● WORK REQUIRED: Copy the part of the comments on graphics card coolers that starts at "Exactly - an" and ends at "are a joke!".

● DOCUMENT SECTION:

────────────────────

It's amazing that a simple cooler upgrade can push videocards to new heights. Makes you wonder why A(MD)TI / Nvidia use such ridiculous cooler solutions and letting cards run worrying high temps in the first place...
Exactly - an extra meaty cooler means much higher clock - you'd think with millions of dollar of R&D they'd be wise to this by now. I'd love to see some custom air coolers for the GTX 2xx series too - the 48xx's can, for the most part, just use 38xx custom coolers.
Nice to see a 4800 series card with a manufacturers fitted Zalman cooler! Shame about the price though!
Manufacturers fitted Zalman coolers seem to be rarer these days which is a crime if you ask me, quite a few manufacturers used to do them. Hopefully they will bring out a 4870 with one fitted, saves voiding the warranty to get good temps with a quiet fan!
Ati & Nvidia should get someone like Zalman to help them design a decent reference cooler that is both quiet and offers decent temperatures, most reference coolers at the moment are a joke!
Note that fitting an after-market cooler these days doesn't neccessarily void a warranty, since some of the manufacturers will still honour it so long as you didn't damage the card in the process. (evga for one) Though it may well be that as well as generally shorter warranties, the amd partners are less generous in areas like this.
You sure? I guess if they don't know then that's fair enough but some manufacturers really don't like it. I remember one manufacturers site (I forget which one) has a gallery of images showing voided graphics cards.

────────────────────

● DATA:
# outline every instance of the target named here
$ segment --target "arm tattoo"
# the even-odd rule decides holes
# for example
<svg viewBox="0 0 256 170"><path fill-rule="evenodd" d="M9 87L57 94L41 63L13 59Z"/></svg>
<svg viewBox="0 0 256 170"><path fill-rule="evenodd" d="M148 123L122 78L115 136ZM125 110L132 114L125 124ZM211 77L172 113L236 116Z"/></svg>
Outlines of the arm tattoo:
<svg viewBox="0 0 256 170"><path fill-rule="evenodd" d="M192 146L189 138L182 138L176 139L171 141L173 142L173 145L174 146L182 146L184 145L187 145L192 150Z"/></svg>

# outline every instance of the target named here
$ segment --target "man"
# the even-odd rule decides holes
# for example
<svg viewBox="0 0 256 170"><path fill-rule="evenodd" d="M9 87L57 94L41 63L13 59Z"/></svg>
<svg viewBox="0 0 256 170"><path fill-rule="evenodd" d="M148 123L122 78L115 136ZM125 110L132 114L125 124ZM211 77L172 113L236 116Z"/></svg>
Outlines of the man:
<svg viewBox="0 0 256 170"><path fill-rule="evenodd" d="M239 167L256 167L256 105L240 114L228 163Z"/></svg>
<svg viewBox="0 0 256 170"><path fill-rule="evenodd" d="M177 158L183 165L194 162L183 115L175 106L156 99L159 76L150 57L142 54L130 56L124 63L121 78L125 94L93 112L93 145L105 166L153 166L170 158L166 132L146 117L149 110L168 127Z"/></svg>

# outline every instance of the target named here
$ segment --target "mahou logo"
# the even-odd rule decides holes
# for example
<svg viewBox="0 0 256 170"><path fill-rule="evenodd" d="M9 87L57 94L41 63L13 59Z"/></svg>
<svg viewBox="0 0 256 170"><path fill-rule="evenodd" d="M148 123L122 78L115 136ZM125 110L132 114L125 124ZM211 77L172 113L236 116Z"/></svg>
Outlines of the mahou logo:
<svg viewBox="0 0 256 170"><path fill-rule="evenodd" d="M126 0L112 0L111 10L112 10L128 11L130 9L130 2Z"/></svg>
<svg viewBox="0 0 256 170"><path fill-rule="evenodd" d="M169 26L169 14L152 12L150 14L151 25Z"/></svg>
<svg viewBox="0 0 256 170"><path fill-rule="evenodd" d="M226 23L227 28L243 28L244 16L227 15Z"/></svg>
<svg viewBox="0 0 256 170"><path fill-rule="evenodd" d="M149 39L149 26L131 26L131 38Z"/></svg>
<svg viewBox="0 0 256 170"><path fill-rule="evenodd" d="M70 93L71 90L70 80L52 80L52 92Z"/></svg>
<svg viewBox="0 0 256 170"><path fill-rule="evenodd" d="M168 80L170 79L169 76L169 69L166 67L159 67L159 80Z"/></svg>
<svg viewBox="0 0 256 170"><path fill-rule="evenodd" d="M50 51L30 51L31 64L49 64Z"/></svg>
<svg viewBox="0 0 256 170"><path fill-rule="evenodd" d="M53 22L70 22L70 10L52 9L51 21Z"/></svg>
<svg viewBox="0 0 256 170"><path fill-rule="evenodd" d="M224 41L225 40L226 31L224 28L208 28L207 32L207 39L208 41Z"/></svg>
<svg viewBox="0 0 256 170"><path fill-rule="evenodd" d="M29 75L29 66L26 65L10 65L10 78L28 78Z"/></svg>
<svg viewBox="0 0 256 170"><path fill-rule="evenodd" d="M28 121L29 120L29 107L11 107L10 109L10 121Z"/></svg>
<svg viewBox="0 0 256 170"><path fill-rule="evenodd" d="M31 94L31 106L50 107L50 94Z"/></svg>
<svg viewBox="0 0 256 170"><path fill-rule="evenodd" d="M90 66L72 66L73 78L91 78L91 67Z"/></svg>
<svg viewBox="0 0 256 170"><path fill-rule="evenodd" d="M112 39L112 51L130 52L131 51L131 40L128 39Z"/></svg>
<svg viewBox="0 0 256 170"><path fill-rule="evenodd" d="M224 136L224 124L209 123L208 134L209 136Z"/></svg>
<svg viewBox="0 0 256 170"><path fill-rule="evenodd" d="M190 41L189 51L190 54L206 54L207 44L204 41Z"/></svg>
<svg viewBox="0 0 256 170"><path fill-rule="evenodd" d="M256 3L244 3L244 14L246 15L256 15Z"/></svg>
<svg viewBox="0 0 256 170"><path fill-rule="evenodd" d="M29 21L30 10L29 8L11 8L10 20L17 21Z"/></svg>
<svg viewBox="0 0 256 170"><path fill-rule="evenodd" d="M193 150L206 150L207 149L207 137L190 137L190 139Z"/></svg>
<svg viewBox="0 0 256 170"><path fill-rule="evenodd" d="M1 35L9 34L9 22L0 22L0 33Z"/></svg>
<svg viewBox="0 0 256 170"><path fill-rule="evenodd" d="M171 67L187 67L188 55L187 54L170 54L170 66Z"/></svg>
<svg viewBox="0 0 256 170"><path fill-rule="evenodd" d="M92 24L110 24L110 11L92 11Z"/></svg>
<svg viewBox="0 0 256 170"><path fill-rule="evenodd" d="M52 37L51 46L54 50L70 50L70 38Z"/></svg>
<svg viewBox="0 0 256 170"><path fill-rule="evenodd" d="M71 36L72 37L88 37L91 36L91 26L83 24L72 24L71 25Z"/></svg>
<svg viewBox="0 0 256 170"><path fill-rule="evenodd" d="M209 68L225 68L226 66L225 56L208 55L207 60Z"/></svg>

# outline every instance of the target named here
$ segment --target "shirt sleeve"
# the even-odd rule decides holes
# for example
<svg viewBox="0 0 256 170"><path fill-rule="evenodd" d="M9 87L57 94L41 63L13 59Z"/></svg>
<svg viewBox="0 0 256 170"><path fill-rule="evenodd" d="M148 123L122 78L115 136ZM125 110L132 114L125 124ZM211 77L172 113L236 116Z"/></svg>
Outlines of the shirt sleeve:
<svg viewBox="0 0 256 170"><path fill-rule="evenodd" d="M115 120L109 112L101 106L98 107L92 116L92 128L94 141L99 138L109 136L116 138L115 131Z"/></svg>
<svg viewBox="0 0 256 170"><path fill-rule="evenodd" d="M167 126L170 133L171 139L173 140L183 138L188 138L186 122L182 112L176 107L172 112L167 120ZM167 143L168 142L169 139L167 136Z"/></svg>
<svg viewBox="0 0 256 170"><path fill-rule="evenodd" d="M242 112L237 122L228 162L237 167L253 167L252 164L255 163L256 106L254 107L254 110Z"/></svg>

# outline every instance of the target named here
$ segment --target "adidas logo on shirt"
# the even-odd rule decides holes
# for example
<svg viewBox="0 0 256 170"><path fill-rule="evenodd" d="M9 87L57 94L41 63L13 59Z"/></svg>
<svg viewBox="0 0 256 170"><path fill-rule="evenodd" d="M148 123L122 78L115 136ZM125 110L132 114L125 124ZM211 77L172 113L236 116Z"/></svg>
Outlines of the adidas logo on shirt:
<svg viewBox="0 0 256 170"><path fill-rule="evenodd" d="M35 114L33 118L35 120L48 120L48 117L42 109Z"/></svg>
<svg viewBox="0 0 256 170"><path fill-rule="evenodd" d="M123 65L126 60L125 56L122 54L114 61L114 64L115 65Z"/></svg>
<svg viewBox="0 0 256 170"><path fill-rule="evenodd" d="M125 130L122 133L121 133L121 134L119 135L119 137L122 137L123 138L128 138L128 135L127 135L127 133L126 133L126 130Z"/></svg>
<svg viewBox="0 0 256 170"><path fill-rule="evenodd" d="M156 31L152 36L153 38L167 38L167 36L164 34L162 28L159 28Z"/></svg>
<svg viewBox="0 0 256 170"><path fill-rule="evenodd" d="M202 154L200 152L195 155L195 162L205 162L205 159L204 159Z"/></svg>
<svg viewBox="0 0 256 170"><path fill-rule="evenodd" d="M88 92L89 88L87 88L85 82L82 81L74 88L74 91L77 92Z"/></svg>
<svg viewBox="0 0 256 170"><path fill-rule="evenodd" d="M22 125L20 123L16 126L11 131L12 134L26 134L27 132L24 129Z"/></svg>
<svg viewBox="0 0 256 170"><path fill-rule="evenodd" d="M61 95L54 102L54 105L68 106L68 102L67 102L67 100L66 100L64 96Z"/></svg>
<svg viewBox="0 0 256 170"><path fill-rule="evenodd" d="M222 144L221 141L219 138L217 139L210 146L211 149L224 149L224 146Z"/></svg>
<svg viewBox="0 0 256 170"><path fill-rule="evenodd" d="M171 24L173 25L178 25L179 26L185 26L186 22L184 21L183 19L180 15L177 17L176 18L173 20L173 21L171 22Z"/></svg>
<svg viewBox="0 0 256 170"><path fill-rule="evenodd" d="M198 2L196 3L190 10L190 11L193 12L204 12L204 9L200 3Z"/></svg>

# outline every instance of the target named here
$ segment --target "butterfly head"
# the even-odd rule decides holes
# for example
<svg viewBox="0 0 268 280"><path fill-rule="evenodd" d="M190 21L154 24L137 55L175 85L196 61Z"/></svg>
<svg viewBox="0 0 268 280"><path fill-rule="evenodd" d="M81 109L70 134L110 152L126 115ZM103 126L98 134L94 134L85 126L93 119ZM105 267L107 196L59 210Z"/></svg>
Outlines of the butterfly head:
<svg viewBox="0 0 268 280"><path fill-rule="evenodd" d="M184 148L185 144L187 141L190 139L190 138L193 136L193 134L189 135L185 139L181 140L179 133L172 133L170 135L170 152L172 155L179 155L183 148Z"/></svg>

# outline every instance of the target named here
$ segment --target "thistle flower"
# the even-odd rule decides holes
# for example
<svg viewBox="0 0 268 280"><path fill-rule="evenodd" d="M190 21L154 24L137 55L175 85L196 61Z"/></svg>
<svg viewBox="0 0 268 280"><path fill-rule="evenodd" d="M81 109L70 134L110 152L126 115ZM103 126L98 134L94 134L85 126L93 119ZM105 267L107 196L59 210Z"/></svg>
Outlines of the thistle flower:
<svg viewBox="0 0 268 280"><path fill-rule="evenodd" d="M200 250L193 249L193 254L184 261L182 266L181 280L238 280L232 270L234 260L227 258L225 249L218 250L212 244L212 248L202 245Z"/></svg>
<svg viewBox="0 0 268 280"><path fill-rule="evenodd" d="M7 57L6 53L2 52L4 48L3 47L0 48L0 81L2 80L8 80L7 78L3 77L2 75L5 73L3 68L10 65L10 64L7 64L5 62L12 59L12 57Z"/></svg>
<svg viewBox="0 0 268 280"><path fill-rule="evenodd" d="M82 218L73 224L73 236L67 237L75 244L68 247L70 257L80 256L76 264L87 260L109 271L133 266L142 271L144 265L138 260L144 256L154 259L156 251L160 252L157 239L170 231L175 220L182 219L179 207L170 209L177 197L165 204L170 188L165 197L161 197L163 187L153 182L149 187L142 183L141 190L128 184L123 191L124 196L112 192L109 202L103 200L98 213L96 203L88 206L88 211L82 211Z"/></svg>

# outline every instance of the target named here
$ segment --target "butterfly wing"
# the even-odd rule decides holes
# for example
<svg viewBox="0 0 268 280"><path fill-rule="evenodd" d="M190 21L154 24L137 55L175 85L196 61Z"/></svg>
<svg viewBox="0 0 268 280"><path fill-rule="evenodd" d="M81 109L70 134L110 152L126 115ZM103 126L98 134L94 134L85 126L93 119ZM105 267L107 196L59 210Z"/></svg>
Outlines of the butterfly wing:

────────────────────

● REPLY:
Exactly - an extra meaty cooler means much higher clock - you'd think with millions of dollar of R&D they'd be wise to this by now. I'd love to see some custom air coolers for the GTX 2xx series too - the 48xx's can, for the most part, just use 38xx custom coolers.
Nice to see a 4800 series card with a manufacturers fitted Zalman cooler! Shame about the price though!
Manufacturers fitted Zalman coolers seem to be rarer these days which is a crime if you ask me, quite a few manufacturers used to do them. Hopefully they will bring out a 4870 with one fitted, saves voiding the warranty to get good temps with a quiet fan!
Ati & Nvidia should get someone like Zalman to help them design a decent reference cooler that is both quiet and offers decent temperatures, most reference coolers at the moment are a joke!